Direction »
Swap "stainless steel" for "brushed steel" in the entries from the line with "Phrase: kitchen peninsula" up to and including the last line of the entries, and reproduce those lines with nothing else changed.

Entries from a collection »
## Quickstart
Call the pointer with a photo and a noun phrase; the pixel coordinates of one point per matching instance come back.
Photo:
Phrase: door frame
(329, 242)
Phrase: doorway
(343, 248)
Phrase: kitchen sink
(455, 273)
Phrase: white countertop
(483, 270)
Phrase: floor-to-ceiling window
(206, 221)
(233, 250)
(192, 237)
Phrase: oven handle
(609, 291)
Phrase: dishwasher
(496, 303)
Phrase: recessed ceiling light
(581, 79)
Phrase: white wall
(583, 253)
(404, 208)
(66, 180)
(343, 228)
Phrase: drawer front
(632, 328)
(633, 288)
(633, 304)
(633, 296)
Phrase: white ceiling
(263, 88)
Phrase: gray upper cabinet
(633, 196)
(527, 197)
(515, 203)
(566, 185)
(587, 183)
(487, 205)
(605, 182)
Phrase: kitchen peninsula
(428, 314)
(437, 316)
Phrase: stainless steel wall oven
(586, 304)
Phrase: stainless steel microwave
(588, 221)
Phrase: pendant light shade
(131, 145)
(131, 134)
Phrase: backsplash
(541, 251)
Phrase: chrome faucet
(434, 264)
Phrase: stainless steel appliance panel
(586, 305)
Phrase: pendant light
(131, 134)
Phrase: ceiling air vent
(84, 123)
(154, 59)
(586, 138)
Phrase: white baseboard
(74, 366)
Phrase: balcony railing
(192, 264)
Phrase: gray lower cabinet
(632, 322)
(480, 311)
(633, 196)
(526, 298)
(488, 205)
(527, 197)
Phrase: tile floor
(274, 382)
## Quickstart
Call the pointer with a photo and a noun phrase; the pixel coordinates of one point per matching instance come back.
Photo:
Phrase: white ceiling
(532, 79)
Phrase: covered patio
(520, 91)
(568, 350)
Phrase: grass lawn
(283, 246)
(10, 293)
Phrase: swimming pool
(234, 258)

Result of this exercise »
Phrase: kitchen peninsula
(428, 314)
(437, 316)
Phrase: brushed steel wall oven
(586, 304)
Phrase: brushed steel microwave
(588, 221)
Phrase: pendant light shade
(131, 145)
(131, 134)
Phrase: backsplash
(541, 251)
Phrase: chrome faucet
(434, 264)
Phrase: brushed steel appliance panel
(586, 305)
Phrase: pendant light
(131, 134)
Phrase: ceiling air vent
(84, 123)
(154, 59)
(586, 138)
Phrase: white baseboard
(74, 366)
Phrase: balcony railing
(192, 264)
Phrase: gray lower cabinet
(632, 322)
(480, 311)
(633, 196)
(526, 298)
(488, 205)
(527, 197)
Phrase: tile floor
(274, 382)
## Quickstart
Call the pointer with a photo and a noun phrase; the pixel coordinates of one point per matching instance come back.
Photo:
Phrase: white ceiling
(532, 79)
Phrase: covered patio
(520, 91)
(568, 350)
Phrase: grass lawn
(283, 246)
(10, 293)
Phrase: swimming pool
(234, 258)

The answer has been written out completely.